#### [Stated task]
Return every line of the records below that contains the string "front". Case counts.

Records of labeled boxes
▶
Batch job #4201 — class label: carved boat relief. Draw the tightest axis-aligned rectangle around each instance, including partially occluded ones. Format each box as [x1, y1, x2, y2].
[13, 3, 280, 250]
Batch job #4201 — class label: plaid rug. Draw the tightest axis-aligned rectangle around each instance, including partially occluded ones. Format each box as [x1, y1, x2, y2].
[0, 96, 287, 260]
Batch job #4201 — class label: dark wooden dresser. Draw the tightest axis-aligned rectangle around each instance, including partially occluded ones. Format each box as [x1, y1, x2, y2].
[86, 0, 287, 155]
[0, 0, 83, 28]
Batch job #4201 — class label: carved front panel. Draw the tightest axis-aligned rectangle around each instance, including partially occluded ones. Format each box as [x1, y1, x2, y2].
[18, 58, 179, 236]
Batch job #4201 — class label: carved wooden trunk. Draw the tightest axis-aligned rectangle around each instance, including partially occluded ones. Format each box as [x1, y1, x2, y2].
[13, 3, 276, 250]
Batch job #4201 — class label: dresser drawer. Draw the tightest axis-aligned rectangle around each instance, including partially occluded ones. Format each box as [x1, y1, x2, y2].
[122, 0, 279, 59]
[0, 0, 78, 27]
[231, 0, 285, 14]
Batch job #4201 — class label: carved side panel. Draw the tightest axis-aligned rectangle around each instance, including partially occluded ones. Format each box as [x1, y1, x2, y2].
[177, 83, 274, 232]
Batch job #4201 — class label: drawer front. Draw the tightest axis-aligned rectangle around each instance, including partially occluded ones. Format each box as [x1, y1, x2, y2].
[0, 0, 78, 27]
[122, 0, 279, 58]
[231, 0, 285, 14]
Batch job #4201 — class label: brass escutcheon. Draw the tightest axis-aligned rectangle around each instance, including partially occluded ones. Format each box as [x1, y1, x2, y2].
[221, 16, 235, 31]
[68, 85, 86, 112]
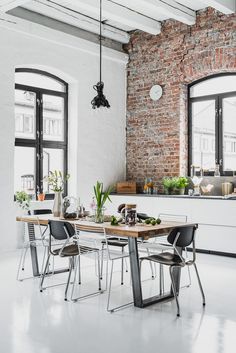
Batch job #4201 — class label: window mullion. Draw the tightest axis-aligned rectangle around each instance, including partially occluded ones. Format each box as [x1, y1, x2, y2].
[35, 92, 42, 193]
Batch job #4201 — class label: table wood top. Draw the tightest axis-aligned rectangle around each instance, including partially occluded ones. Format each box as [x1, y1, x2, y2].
[16, 214, 196, 239]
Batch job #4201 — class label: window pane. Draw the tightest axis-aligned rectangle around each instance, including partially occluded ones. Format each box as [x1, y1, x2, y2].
[15, 90, 36, 139]
[192, 100, 215, 170]
[43, 148, 64, 192]
[190, 75, 236, 98]
[15, 72, 65, 92]
[43, 95, 64, 141]
[222, 96, 236, 171]
[14, 146, 35, 194]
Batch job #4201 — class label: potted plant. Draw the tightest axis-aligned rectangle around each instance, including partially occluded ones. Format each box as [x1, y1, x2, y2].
[44, 170, 70, 217]
[93, 181, 113, 223]
[16, 191, 30, 211]
[162, 177, 177, 195]
[176, 177, 189, 195]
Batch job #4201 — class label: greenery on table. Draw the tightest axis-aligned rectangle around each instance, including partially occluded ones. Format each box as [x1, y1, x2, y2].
[44, 170, 70, 192]
[16, 191, 30, 210]
[176, 177, 189, 189]
[162, 177, 178, 193]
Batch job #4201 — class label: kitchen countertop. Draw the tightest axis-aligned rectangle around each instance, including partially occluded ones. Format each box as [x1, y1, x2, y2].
[111, 193, 236, 201]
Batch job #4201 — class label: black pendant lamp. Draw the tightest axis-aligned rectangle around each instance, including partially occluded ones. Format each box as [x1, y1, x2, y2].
[91, 0, 110, 109]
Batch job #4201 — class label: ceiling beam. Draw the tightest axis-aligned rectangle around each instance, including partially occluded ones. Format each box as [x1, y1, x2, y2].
[57, 0, 161, 35]
[22, 0, 130, 44]
[0, 0, 30, 12]
[198, 0, 236, 15]
[114, 0, 196, 25]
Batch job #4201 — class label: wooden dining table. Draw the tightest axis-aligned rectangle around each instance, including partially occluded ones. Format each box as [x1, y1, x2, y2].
[16, 214, 196, 308]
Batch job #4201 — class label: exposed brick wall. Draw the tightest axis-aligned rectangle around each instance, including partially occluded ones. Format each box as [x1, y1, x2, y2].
[126, 8, 236, 190]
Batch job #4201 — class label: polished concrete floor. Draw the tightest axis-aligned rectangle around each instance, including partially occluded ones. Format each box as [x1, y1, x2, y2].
[0, 248, 236, 353]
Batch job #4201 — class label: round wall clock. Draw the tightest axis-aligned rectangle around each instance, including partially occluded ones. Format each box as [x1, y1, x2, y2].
[149, 85, 163, 101]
◀
#### [Exercise output]
Batch job #4201 — class label: carved front panel. Draw the tightest axis-aligned rectangle around each instance, including partially occluded ones. Format each box as [x1, y1, x2, y2].
Batch job #4201 — class label: drawer front. Draw the tightest axis-aligned rectangle around each instance, including partially occluded ones. Format each box as [x1, y1, x2, y2].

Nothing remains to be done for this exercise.